(Dataset content):
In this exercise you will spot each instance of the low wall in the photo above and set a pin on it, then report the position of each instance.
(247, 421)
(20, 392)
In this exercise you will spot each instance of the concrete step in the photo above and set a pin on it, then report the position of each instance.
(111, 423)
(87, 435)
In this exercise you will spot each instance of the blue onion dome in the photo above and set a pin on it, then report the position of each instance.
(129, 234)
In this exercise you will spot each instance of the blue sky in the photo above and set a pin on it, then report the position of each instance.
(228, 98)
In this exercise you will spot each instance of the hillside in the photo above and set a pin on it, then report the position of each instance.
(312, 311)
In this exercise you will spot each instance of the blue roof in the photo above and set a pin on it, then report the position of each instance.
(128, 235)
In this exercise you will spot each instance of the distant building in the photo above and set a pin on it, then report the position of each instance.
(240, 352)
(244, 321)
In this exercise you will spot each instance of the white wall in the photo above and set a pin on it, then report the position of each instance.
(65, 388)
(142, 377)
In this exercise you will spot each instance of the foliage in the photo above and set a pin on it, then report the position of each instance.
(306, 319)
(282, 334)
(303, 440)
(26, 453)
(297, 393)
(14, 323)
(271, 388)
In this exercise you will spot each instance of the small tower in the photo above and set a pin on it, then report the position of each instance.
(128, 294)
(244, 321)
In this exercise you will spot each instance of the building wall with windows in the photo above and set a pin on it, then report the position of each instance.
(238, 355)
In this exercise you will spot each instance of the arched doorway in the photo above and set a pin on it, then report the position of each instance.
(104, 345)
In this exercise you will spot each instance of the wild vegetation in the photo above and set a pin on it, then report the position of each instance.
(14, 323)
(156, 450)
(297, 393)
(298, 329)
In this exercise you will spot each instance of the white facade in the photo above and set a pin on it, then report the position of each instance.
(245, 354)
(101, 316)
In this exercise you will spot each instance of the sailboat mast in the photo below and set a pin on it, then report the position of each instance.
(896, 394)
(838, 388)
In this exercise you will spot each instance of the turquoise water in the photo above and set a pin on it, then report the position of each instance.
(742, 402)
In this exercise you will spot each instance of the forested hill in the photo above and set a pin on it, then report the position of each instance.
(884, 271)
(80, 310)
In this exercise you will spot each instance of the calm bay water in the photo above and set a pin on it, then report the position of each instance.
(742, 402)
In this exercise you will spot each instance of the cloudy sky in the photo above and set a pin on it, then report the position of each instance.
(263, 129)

(Problem statement):
Copy all of the data above word for word, keeping every line in its original order.

(Solution for this exercise):
In this exercise you will spot each instance of the low wall in the photo above and set a pin on it, then report the position of each instance.
(247, 421)
(20, 392)
In this exercise you will spot each instance of the concrete step in the photo above and set a pin on it, then report the position of each instance.
(111, 423)
(87, 435)
In this exercise you will spot each instance of the blue onion dome in the photo above and set a pin on it, then report the position of each instance.
(129, 234)
In this exercise you will spot each instance of the blue sky in the photo above and set a pin on it, then report the position of each instance.
(228, 98)
In this exercise you will spot each instance of the hillside in the photo above and set a pin on it, then report the position of each instance.
(312, 311)
In this exercise you will spot each instance of the blue roof in the photo above and set a pin on it, then report the position of each instance.
(128, 235)
In this exercise you will spot each instance of the distant building in the photo above and set a pin on it, then report the position of each instance.
(240, 352)
(244, 321)
In this exercise you will spot each instance of the white wall in the photo above and set a pin on it, then report the position of each instance.
(65, 388)
(142, 377)
In this exercise you will spot each instance of the foliage in the photo above and set a pin on it, then report the position of each instance.
(306, 319)
(282, 334)
(303, 440)
(26, 453)
(297, 393)
(14, 323)
(271, 388)
In this exercise you will spot each instance of the small tower in the photo above and set a pin on it, then report the position of each instance.
(128, 294)
(244, 321)
In this exercise you will spot each instance of the building wall with windows in the photo above and set a pin on it, then report the position of each instance.
(238, 355)
In this exercise you will spot each instance of the arched doorway in the photo above and set a pin on it, then report the position of each instance.
(104, 345)
In this exercise you will spot each instance of the wild vegetation in the photo above and set a pin on it, then report the position of each instance.
(14, 323)
(156, 450)
(297, 393)
(298, 329)
In this exercise you will spot each instance of the white facade in the photo above and set a pin on it, then report the position of each instance.
(245, 354)
(101, 316)
In this exercise you will spot each instance of the sailboat mast in the photo below and set a pin on it, then report the position of each instance.
(896, 394)
(838, 388)
In this exercise you will spot each instance of the turquoise water in the photo above and set a pin on it, then report the position of each instance.
(742, 402)
In this exercise you will spot each instance of the forested hill in the photo above and set a pin on it, then report the position of each instance.
(884, 271)
(80, 310)
In this exercise you will spot each instance of the calm bay water in the photo above and set a pin on it, then report the position of each instance.
(742, 402)
In this exercise you will spot each instance of the cloudy sky in the photo above and set a pin on it, then report the position of each instance.
(263, 129)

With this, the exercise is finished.